**MATERIAL FOR THIS EXERCISE**
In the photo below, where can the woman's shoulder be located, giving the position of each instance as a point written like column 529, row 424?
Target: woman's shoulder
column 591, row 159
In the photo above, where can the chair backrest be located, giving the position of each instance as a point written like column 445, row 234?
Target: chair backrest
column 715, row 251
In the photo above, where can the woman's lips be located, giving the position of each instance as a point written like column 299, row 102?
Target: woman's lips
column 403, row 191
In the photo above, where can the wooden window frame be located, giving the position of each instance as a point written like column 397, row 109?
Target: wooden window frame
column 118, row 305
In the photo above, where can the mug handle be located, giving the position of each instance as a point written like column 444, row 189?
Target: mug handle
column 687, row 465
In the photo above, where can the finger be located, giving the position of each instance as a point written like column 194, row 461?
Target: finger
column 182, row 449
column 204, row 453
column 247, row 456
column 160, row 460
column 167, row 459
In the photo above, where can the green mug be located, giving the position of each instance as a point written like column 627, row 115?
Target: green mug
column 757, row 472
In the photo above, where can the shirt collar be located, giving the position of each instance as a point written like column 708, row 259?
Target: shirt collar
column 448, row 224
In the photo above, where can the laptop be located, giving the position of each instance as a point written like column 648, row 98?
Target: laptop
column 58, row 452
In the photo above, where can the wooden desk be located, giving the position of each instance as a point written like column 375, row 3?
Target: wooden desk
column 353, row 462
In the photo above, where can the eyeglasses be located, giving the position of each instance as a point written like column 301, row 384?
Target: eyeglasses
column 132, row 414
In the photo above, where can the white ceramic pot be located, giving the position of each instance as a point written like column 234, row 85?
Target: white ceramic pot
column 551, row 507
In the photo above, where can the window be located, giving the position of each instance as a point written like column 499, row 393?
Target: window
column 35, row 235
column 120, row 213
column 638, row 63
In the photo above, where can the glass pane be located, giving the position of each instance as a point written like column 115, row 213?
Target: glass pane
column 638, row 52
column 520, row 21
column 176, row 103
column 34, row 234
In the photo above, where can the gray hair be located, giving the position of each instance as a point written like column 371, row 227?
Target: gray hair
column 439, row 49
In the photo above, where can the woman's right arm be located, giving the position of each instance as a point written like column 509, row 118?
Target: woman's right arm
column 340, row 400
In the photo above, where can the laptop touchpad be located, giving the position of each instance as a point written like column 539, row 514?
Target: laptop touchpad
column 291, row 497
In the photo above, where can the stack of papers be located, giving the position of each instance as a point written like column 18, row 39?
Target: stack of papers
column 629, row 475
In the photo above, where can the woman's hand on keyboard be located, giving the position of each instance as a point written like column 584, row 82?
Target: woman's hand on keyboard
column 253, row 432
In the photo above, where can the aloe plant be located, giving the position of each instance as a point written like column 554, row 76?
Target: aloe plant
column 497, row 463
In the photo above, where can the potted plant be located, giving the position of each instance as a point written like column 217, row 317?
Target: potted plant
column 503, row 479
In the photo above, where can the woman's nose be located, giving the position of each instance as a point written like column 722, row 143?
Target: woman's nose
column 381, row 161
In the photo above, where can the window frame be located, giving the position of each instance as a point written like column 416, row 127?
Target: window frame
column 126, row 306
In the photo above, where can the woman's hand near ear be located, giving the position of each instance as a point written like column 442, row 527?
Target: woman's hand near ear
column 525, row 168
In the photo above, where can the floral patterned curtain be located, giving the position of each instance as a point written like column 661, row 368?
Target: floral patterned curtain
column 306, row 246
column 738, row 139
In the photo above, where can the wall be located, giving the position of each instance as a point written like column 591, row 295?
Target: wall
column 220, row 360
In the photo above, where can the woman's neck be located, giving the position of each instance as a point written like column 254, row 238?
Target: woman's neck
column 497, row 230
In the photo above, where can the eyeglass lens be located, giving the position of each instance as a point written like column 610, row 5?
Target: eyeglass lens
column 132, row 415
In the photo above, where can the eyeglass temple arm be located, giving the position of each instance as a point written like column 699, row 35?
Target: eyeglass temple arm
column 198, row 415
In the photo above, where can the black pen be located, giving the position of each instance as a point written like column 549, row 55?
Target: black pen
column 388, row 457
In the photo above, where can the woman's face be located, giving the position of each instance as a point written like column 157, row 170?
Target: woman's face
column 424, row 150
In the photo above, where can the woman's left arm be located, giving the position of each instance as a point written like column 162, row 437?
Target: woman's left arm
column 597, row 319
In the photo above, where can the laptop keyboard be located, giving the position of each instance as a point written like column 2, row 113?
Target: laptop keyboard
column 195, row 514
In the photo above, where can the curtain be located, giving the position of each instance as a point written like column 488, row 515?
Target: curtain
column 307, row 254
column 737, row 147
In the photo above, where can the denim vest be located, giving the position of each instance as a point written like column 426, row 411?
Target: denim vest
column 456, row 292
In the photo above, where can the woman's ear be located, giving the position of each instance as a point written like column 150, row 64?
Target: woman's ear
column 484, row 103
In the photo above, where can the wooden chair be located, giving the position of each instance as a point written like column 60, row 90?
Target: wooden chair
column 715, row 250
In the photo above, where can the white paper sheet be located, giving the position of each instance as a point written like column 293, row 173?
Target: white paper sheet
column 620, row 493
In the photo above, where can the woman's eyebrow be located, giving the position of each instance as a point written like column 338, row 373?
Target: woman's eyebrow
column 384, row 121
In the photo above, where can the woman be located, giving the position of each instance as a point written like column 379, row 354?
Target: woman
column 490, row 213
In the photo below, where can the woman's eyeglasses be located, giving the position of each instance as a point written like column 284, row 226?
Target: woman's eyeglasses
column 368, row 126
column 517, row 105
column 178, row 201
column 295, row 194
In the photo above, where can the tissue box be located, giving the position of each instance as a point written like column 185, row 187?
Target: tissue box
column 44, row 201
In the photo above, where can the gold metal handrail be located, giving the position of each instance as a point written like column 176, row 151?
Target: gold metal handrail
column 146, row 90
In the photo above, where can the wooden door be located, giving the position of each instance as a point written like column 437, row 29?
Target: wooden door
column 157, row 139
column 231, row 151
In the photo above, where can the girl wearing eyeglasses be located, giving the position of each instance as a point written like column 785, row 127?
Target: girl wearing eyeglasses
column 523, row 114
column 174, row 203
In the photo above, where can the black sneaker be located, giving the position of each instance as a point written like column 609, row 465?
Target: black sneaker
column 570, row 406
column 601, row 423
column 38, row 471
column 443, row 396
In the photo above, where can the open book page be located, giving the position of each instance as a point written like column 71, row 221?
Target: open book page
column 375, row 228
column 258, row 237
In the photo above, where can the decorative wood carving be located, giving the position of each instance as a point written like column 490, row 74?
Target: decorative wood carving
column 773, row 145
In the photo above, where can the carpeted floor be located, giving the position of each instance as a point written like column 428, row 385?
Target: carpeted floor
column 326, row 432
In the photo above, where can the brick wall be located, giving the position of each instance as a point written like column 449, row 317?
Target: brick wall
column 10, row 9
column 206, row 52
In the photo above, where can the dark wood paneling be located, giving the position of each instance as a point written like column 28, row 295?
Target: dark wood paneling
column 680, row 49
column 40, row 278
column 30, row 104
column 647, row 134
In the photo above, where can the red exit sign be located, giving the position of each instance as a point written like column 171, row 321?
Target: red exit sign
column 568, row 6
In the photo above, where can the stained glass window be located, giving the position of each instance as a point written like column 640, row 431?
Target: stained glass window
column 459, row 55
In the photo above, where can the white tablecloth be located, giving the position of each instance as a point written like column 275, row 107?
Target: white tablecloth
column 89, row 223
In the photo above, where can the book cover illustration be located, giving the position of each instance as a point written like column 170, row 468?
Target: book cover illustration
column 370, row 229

**THE REQUEST**
Please arrange every line of the material above as a Markdown table with the columns Number and Entry, numbering the rows in order and skipping any blank lines.

**FINISHED TASK**
| Number | Entry |
|---|---|
| 1 | In the photo below, where can the woman's shoulder be located, giving the position of each instance as a point written like column 529, row 424? |
| 2 | Target: woman's shoulder |
| 3 | column 591, row 159 |
| 4 | In the photo above, where can the chair backrest be located, giving the position of each instance as a point written like column 445, row 234? |
| 5 | Target: chair backrest |
| 6 | column 715, row 251 |
| 7 | In the photo above, where can the woman's lips be located, giving the position of each instance as a point written like column 299, row 102? |
| 8 | Target: woman's lips |
| 9 | column 403, row 191 |
| 10 | In the photo above, where can the wooden window frame be located, giving the position of each instance as a point written like column 397, row 109? |
| 11 | Target: wooden window frame |
| 12 | column 118, row 305 |
| 13 | In the photo above, where can the mug handle be located, giving the position of each instance as a point written like column 444, row 189? |
| 14 | Target: mug handle |
| 15 | column 687, row 465 |
| 16 | In the photo above, where can the finger be located, giving the position of each instance as a point written like column 194, row 461? |
| 17 | Target: finger |
| 18 | column 182, row 449 |
| 19 | column 204, row 453 |
| 20 | column 247, row 456 |
| 21 | column 160, row 460 |
| 22 | column 167, row 459 |
| 23 | In the photo above, where can the green mug be located, giving the position of each instance as a point written like column 627, row 115? |
| 24 | Target: green mug |
| 25 | column 757, row 472 |
| 26 | In the photo above, where can the shirt collar be located, giving the position of each instance as a point written like column 708, row 259? |
| 27 | Target: shirt collar |
| 28 | column 448, row 224 |
| 29 | In the photo above, where can the laptop be located, giving the position of each instance as a point written like column 648, row 98? |
| 30 | Target: laptop |
| 31 | column 58, row 452 |
| 32 | In the photo above, where can the wooden desk be located, giving the position of each instance as a point written like column 375, row 3? |
| 33 | Target: wooden desk |
| 34 | column 353, row 462 |
| 35 | In the photo above, where can the eyeglasses be located, giving the position of each instance as a point written like column 301, row 384? |
| 36 | Target: eyeglasses |
| 37 | column 132, row 414 |
| 38 | In the photo above, where can the white ceramic pot be located, giving the position of each instance as a point written like column 234, row 85? |
| 39 | Target: white ceramic pot |
| 40 | column 551, row 507 |
| 41 | In the photo above, where can the window be located, giving the position of each instance as a point written like column 499, row 393? |
| 42 | Target: window |
| 43 | column 35, row 235 |
| 44 | column 120, row 213 |
| 45 | column 638, row 63 |
| 46 | In the photo above, where can the glass pane be located, giving the position of each instance as a point written like column 115, row 213? |
| 47 | Target: glass pane |
| 48 | column 638, row 52 |
| 49 | column 520, row 21 |
| 50 | column 176, row 103 |
| 51 | column 34, row 234 |
| 52 | In the photo above, where can the gray hair be located, giving the position of each instance as a point written like column 371, row 227? |
| 53 | Target: gray hair |
| 54 | column 439, row 49 |
| 55 | In the photo above, where can the woman's right arm be located, giving the position of each instance as a point written like column 509, row 118? |
| 56 | Target: woman's right arm |
| 57 | column 340, row 400 |
| 58 | In the photo above, where can the laptop touchpad be located, giving the position of each instance as a point written like column 539, row 514? |
| 59 | Target: laptop touchpad |
| 60 | column 291, row 497 |
| 61 | In the photo above, where can the stack of papers be located, giving the position of each instance as a point written like column 18, row 39? |
| 62 | Target: stack of papers |
| 63 | column 629, row 475 |
| 64 | In the photo above, where can the woman's hand on keyboard be located, giving the position of each instance as a point written like column 584, row 82? |
| 65 | Target: woman's hand on keyboard |
| 66 | column 253, row 432 |
| 67 | In the photo above, where can the aloe plant be located, giving the position of each instance as a point written like column 554, row 76? |
| 68 | Target: aloe plant |
| 69 | column 497, row 463 |
| 70 | In the photo above, where can the potted plant be located, giving the position of each instance as a point written like column 217, row 317? |
| 71 | Target: potted plant |
| 72 | column 503, row 479 |
| 73 | In the photo above, where can the woman's nose be located, giving the position of each instance as a point written like column 722, row 143? |
| 74 | Target: woman's nose |
| 75 | column 381, row 161 |
| 76 | In the photo above, where can the window frame be located, giving the position of each instance as a point written like column 416, row 127? |
| 77 | Target: window frame |
| 78 | column 126, row 306 |
| 79 | In the photo above, where can the woman's hand near ear be located, giving the position of each instance as a point written like column 442, row 527? |
| 80 | Target: woman's hand near ear |
| 81 | column 525, row 168 |
| 82 | In the photo above, where can the floral patterned curtain be located, giving the position of each instance as a point written like column 661, row 368? |
| 83 | Target: floral patterned curtain |
| 84 | column 306, row 246 |
| 85 | column 738, row 139 |
| 86 | In the photo above, where can the wall be located, giving the position of each instance as a point written like column 591, row 295? |
| 87 | Target: wall |
| 88 | column 220, row 360 |
| 89 | In the photo above, where can the woman's neck be located, giving the position of each instance as a point written like column 254, row 238? |
| 90 | Target: woman's neck |
| 91 | column 497, row 230 |
| 92 | In the photo above, where can the eyeglass lens be located, giving the position of each instance as a point written like column 610, row 5? |
| 93 | Target: eyeglass lens |
| 94 | column 132, row 415 |
| 95 | In the photo above, where can the eyeglass temple arm be located, giving the position of each instance as a point written like column 699, row 35? |
| 96 | Target: eyeglass temple arm |
| 97 | column 198, row 415 |
| 98 | In the photo above, where can the black pen be located, giving the position of each instance as a point written like column 549, row 55? |
| 99 | Target: black pen |
| 100 | column 388, row 457 |
| 101 | In the photo above, where can the woman's face be located, giving the position of each instance as a point written like column 157, row 170? |
| 102 | Target: woman's face |
| 103 | column 424, row 150 |
| 104 | In the photo above, where can the woman's left arm be located, giving the position of each instance as a point written like column 162, row 437? |
| 105 | Target: woman's left arm |
| 106 | column 597, row 319 |
| 107 | In the photo above, where can the laptop keyboard be located, giving the position of each instance as a point written like column 2, row 113? |
| 108 | Target: laptop keyboard |
| 109 | column 195, row 514 |
| 110 | In the photo above, where can the curtain be located, giving the position of each instance as a point written like column 488, row 515? |
| 111 | Target: curtain |
| 112 | column 307, row 254 |
| 113 | column 737, row 147 |
| 114 | In the photo above, where can the denim vest be located, giving the position of each instance as a point written like column 426, row 411? |
| 115 | Target: denim vest |
| 116 | column 456, row 292 |
| 117 | In the photo above, where can the woman's ear be located, giving the position of each instance as a point written like column 150, row 64? |
| 118 | Target: woman's ear |
| 119 | column 484, row 103 |
| 120 | In the photo above, where can the wooden chair be located, giving the position of each instance as a point written like column 60, row 90? |
| 121 | Target: wooden chair |
| 122 | column 715, row 250 |
| 123 | In the photo above, where can the white paper sheet be located, giving the position of each instance as a point written like column 293, row 173? |
| 124 | Target: white paper sheet |
| 125 | column 620, row 493 |
| 126 | In the photo above, where can the woman's eyebrow be located, giving the position of each instance as a point written like column 338, row 373? |
| 127 | Target: woman's eyebrow |
| 128 | column 384, row 121 |
| 129 | In the photo above, where can the woman be located, giving the position of each instance as a point written like column 379, row 354? |
| 130 | Target: woman |
| 131 | column 490, row 213 |
| 132 | In the photo below, where can the woman's eyeglasses be located, giving the position of each instance as a point written like column 284, row 226? |
| 133 | Target: woman's eyeglasses |
| 134 | column 368, row 126 |
| 135 | column 517, row 105 |
| 136 | column 178, row 201 |
| 137 | column 295, row 194 |
| 138 | In the photo above, where can the tissue box be located, giving the position of each instance as a point written like column 185, row 187? |
| 139 | Target: tissue box |
| 140 | column 44, row 201 |
| 141 | In the photo above, where can the gold metal handrail be located, giving the position of each instance as a point written like column 176, row 151? |
| 142 | Target: gold metal handrail |
| 143 | column 146, row 90 |
| 144 | In the photo above, where can the wooden door be located, giving the position of each instance as a point written like column 437, row 29? |
| 145 | Target: wooden door |
| 146 | column 157, row 139 |
| 147 | column 231, row 151 |
| 148 | In the photo above, where can the girl wearing eyeglasses be located, giving the position of each instance as a point written like column 785, row 127? |
| 149 | Target: girl wearing eyeglasses |
| 150 | column 523, row 114 |
| 151 | column 174, row 203 |
| 152 | In the photo above, where can the black sneaker be located, giving the position of each instance as a point written like column 609, row 465? |
| 153 | Target: black sneaker |
| 154 | column 570, row 406 |
| 155 | column 601, row 423 |
| 156 | column 38, row 471 |
| 157 | column 443, row 396 |
| 158 | In the photo above, where can the open book page be located, giving the position of each instance as a point written like column 71, row 221? |
| 159 | Target: open book page |
| 160 | column 375, row 228 |
| 161 | column 258, row 237 |
| 162 | In the photo above, where can the decorative wood carving be located, giving the position of each instance as a point written like column 490, row 74? |
| 163 | Target: decorative wood carving |
| 164 | column 773, row 145 |
| 165 | In the photo above, where can the carpeted floor be located, giving the position of each instance as a point written like column 428, row 385? |
| 166 | Target: carpeted floor |
| 167 | column 326, row 432 |
| 168 | In the photo above, where can the brick wall be located, giving the position of each instance as a point written like column 449, row 317? |
| 169 | Target: brick wall |
| 170 | column 10, row 9 |
| 171 | column 206, row 52 |
| 172 | In the photo above, where can the dark wood paneling be located, giving the position of each instance as a point written like column 28, row 295? |
| 173 | Target: dark wood paneling |
| 174 | column 680, row 49 |
| 175 | column 40, row 278 |
| 176 | column 30, row 104 |
| 177 | column 647, row 134 |
| 178 | In the photo above, where can the red exit sign be located, giving the position of each instance as a point written like column 171, row 321? |
| 179 | Target: red exit sign |
| 180 | column 568, row 6 |
| 181 | In the photo above, where can the stained glass window be located, giving the position of each instance as a point written like column 640, row 431? |
| 182 | Target: stained glass window |
| 183 | column 459, row 55 |
| 184 | In the photo above, where can the white tablecloth be located, giving the position of each instance as a point written like column 275, row 107? |
| 185 | Target: white tablecloth |
| 186 | column 89, row 223 |
| 187 | In the photo above, where can the book cover illustration be located, giving the position of each instance as a point written like column 170, row 468? |
| 188 | Target: book cover illustration |
| 189 | column 370, row 229 |